*** Data in this exercise
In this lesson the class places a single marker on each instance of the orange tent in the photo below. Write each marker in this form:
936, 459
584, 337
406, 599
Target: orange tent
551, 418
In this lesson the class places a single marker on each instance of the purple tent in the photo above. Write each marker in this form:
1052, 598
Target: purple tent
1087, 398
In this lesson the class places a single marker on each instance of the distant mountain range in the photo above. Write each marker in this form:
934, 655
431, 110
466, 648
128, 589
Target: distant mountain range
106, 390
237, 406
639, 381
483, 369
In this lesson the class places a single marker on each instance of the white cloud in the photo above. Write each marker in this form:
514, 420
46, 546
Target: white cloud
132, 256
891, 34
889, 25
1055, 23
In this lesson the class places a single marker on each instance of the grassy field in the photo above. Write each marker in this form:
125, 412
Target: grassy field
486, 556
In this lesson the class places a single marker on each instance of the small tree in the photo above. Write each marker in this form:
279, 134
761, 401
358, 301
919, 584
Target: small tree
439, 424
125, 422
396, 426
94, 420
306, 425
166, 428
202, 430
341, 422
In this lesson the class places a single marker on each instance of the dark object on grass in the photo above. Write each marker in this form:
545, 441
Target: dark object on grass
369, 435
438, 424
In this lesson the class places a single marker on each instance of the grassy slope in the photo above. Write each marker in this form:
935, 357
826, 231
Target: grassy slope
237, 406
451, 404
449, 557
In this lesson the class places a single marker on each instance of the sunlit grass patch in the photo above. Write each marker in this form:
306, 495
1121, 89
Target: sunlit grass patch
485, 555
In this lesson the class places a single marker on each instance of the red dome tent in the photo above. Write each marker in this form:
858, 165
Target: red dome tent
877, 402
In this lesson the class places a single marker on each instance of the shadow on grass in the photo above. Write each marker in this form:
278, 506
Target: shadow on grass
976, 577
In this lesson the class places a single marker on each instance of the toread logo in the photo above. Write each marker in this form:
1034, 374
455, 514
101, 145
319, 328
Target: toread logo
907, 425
******
• Goal
Replace "single marker" with "single point" everywhere in the data above, and reproduce the data with no other change.

• Solution to the problem
In this lesson the class places a single point on each instance of the orange tent in the photo below. Write each marker in this form:
936, 459
584, 337
406, 599
Target: orange tent
551, 418
In this lesson the class places a single point on each instance of the purple tent in the photo above. Write each marker in this form:
1052, 598
Target: purple tent
1087, 398
In this lesson the class places a single point on each instance of the distant mountain range in the photo above. Write each marker in this form:
934, 655
431, 110
466, 648
128, 589
Target: distant mountain range
106, 390
237, 406
639, 381
483, 369
In this lesson the class places a single point on each instance of the white cloud in the photo above. Write each marker in this form:
514, 420
46, 546
Target: white cloud
132, 256
891, 34
889, 25
1055, 23
In this lesson the class places a single point on each instance of the grassy field in the photo above. Write each marker in this form:
125, 412
Target: grassy field
486, 556
In this lesson the class places a single point on each instance of the small tree in the photo above. Write each marker in this form:
279, 134
761, 401
358, 301
919, 584
Target: small tree
439, 424
125, 422
396, 426
94, 420
306, 425
166, 428
202, 430
341, 422
In this lesson the class places a single point on each instance of the dark object on grass in the photo above. Write each marker in this form:
545, 441
Target: dark object on grass
369, 435
438, 424
In this lesson the class places a single point on each instance of the grassy slope in the photo above. Write each marker in this form:
935, 357
826, 231
Target: grassy slope
237, 406
451, 404
449, 557
In this lesson the class places a single point on each instance of the sunlit grass patch in the photo above. Write each marker in this form:
306, 495
1121, 89
Target: sunlit grass patch
485, 555
In this lesson the class places a single point on each instance of the red dome tent in the photo above. Write each marker in this form:
858, 165
Target: red dome tent
877, 402
In this lesson the class places a single point on each instance of the shadow on grass in the photo above. Write each marker in this form:
278, 506
Target: shadow on grass
976, 577
In this lesson the class places a single point on each instance of the toread logo in the photo above. Write each marker in this form:
1034, 374
455, 514
101, 145
319, 328
Target: toread logo
907, 425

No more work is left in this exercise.